-- TASK INPUTS start --

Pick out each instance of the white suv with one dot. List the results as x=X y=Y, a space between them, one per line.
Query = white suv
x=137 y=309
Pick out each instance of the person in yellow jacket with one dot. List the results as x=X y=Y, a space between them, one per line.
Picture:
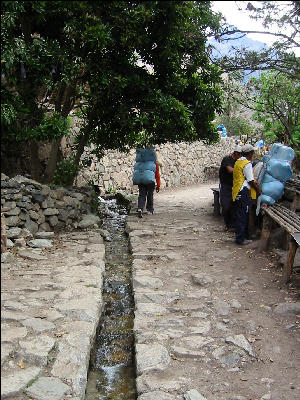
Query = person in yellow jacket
x=244 y=188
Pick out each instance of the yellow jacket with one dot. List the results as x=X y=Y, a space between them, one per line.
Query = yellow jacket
x=239 y=178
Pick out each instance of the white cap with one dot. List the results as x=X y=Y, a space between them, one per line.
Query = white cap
x=247 y=148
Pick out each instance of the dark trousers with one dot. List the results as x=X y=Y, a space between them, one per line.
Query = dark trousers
x=146 y=196
x=241 y=215
x=226 y=204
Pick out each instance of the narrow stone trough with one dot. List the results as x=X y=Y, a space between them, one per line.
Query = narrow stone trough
x=112 y=370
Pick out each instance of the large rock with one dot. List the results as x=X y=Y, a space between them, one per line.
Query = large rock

-- TASK INPUTS end --

## TASK OBJECTIVE
Reproduce every line of the material above without changing anything, but leave out the picture.

## RESULT
Pick out each instance of the white suv with one dot. List the results as x=X y=Y, a space between them, one per line.
Query = white suv
x=137 y=309
Pick out each instance of the person in yellow jacket with one dot. List the results as x=X y=Y, a space between them, one per line.
Picture:
Query = person in yellow jacket
x=244 y=188
Pick out each instance of the yellow jacket with one dot. List the results as x=X y=Y, a space between them, one per line.
Query = yellow jacket
x=239 y=178
Pick out each instance of the white cap with one dot. List the results as x=X y=Y, a space between them, one per line.
Query = white cap
x=247 y=148
Pick out each instance of the dark trousers with one dot. List the results as x=X y=Y, a space between them, one per line.
Query = dark trousers
x=146 y=196
x=241 y=215
x=226 y=204
Pick out each instance of the narrow stone trough with one dot. List the results as x=X y=Y, a space between them, one per line.
Query = narrow stone trough
x=112 y=370
Pick out each instance of the large rock with one dot. List the results as x=X y=Y, a space between them, one per line.
Query = large rock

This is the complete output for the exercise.